Görevin kapsamı:
Kobe Bryant hakkındaki metne göre, Bryant tüm zamanların en fazla sayı atan üçüncü oyuncusu olurken Jordan'ın kaç sayısını geçti?

Lakers sözleşme konusunu olabildiğince Kobe’ye bıraktı ve iki yıl 48 milyon dolarlık bir anlaşma imzaladılar. Solmak üzere olan bir yıldız veya değil, Kobe NBA’den ligin en fazla maaş ödenen oyuncusu olarak ayrılacaktı.


-- 2014

Kobe, MJ’i Geçiyor:

Jordan’ı idol alarak ve onunla kıyaslanarak harcanan bir kariyerin sonunda Bryant, Aralık ayında eski Bulls yıldızına karşı en büyük galibiyetini perçinledi. Timberwolves’a karşı atılan iki serbest atış sonrası, Bryant Jordan’ın 32.292 sayısını geçerek tüm zamanların en fazla sayı atan üçüncü oyuncusu ünvanına erişti. Buna ulaştığında Jordan’dan yaklaşık 200 maç fazla oynamış olsa bile, bu başarı, Kobe’nin uzun ve istikrarlı kariyerinin, agresifliğinin ve gösterişliliğinin, yükselen oyunun altını çiziyordu. Aşil sakatlığından geri dönebilmesi için gereken kararlılıktan bahsetmeye gerek bile yok.

Verilen malzeme:
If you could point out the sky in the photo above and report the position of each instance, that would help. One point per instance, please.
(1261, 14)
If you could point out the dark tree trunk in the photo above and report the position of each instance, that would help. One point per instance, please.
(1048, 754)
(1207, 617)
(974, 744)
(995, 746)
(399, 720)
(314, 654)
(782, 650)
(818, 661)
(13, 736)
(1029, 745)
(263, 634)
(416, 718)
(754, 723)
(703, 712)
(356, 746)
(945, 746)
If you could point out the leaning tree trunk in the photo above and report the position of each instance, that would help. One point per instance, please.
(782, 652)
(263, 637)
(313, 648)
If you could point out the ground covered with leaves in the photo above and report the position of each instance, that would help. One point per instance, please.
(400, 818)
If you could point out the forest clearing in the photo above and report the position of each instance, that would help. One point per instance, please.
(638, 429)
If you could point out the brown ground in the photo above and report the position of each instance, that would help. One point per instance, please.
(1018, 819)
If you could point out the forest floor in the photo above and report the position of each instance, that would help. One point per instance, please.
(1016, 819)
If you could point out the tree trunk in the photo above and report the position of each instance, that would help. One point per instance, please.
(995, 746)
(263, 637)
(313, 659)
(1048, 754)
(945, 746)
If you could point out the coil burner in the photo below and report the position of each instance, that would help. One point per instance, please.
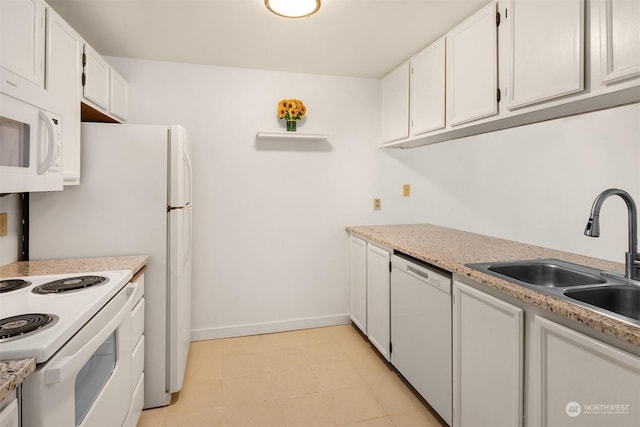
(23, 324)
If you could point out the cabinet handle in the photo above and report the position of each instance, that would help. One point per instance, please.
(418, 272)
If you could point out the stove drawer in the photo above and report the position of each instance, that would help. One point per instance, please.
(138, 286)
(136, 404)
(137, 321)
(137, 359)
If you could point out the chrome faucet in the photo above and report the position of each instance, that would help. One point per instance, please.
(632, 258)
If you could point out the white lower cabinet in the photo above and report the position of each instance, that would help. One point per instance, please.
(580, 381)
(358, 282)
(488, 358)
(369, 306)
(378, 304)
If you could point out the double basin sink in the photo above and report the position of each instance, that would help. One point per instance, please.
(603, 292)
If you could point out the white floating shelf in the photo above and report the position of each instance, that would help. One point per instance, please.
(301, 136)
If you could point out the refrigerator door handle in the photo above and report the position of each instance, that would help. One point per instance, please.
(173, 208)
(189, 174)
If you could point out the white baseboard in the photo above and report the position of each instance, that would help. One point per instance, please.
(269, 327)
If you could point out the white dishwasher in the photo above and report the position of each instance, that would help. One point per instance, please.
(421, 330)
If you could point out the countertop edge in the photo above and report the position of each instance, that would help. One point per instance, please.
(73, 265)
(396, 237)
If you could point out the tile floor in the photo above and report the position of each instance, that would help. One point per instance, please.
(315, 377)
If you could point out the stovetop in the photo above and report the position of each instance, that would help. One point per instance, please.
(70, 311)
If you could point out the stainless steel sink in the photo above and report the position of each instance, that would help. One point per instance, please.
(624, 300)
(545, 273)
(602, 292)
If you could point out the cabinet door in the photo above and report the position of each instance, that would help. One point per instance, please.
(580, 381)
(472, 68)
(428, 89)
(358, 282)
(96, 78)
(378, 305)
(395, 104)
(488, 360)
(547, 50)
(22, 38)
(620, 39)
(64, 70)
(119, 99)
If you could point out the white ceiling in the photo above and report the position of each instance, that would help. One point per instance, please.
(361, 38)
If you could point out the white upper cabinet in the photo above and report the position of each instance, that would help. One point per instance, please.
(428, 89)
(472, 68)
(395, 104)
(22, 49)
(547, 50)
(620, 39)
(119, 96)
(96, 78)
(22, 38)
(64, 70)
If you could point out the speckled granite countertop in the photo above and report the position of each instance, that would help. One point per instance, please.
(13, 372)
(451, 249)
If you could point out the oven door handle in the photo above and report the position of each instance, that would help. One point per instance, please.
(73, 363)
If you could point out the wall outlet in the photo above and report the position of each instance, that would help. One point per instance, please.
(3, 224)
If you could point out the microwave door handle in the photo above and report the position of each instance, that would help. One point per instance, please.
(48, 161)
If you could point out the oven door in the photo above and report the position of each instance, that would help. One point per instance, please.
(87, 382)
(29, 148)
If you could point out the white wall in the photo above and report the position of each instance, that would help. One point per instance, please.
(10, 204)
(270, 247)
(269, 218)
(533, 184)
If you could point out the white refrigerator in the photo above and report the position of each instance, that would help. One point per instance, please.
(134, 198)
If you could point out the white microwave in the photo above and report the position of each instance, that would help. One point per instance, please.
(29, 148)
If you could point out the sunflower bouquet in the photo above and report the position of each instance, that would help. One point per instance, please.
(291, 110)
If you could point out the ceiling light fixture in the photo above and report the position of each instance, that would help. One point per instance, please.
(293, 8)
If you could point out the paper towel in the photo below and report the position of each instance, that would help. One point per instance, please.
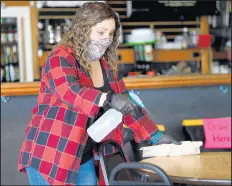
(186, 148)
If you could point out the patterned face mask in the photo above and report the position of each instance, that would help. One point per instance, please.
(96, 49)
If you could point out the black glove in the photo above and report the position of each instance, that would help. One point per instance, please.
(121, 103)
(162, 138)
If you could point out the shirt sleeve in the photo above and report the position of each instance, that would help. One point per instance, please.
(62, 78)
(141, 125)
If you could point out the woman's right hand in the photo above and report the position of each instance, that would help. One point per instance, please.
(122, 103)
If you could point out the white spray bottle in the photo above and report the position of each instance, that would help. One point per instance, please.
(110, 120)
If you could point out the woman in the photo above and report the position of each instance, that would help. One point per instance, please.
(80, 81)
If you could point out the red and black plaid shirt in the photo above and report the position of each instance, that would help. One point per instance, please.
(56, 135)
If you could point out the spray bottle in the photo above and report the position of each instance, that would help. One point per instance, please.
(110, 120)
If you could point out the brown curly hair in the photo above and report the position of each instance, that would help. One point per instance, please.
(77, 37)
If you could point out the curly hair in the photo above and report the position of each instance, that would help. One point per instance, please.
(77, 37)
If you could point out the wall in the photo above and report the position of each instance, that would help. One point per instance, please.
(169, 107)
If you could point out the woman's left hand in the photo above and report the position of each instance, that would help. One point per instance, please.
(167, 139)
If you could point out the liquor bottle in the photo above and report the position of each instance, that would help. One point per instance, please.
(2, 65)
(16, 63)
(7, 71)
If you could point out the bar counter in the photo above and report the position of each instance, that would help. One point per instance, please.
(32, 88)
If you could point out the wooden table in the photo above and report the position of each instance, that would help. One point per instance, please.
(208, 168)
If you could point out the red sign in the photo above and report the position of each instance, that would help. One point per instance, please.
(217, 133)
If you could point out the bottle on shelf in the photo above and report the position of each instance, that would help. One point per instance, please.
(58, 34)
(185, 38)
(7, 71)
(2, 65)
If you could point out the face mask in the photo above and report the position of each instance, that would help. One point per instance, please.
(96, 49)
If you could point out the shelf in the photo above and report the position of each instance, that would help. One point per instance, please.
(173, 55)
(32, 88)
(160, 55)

Görev yanıtı:
32.292 sayı.